**Data supplied**
%%
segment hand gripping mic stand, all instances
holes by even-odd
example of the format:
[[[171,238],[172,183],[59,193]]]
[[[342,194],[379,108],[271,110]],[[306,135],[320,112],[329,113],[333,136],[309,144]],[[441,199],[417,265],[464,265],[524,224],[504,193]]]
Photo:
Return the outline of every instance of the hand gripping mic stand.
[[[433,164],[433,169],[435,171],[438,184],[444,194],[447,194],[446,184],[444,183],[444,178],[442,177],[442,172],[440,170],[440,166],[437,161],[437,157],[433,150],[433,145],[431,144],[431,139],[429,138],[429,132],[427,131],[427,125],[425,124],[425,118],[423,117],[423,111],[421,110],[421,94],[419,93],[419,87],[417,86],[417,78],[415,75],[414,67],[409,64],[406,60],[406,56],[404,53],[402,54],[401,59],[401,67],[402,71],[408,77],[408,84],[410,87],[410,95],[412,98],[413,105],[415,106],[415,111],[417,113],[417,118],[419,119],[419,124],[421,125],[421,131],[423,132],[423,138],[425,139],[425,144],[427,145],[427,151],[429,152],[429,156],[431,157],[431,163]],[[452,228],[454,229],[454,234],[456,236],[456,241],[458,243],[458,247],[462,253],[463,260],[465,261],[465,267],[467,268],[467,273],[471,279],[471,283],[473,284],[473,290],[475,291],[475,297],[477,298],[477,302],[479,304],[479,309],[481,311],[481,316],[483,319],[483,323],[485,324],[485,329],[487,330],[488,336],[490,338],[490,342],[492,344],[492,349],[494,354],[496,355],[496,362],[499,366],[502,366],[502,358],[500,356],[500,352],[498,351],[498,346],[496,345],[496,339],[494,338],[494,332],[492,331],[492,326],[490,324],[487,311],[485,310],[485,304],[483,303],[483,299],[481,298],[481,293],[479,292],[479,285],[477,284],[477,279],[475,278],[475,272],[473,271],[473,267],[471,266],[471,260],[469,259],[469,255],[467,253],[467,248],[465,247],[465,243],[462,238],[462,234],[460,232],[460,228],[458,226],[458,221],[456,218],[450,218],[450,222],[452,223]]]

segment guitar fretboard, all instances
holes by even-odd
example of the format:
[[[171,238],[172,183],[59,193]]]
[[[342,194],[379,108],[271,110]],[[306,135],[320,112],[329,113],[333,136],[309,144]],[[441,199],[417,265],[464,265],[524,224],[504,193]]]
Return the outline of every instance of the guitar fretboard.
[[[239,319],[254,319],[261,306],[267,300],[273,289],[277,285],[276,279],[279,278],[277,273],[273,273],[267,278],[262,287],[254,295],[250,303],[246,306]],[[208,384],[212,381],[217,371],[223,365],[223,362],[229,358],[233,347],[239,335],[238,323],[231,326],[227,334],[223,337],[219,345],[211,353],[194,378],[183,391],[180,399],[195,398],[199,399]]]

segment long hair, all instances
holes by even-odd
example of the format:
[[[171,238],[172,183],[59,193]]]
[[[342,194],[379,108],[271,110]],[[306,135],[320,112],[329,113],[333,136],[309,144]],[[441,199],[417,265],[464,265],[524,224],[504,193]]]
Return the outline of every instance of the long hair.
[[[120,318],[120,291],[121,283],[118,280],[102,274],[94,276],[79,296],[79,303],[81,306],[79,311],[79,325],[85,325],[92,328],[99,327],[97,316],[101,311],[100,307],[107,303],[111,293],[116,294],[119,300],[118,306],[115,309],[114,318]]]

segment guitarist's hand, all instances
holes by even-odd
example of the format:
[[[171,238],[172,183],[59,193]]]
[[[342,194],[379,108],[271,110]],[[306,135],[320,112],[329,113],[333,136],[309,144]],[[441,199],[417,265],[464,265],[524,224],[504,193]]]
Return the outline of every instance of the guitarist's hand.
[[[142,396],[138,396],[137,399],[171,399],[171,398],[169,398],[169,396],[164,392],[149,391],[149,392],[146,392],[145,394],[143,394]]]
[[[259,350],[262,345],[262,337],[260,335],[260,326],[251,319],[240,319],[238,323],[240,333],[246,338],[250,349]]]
%%
**The problem**
What this exercise asks for is every line of the data above with the word "segment".

**Solution to this problem**
segment hand gripping mic stand, all instances
segment guitar fretboard, all instances
segment long hair, all instances
segment guitarist's hand, all instances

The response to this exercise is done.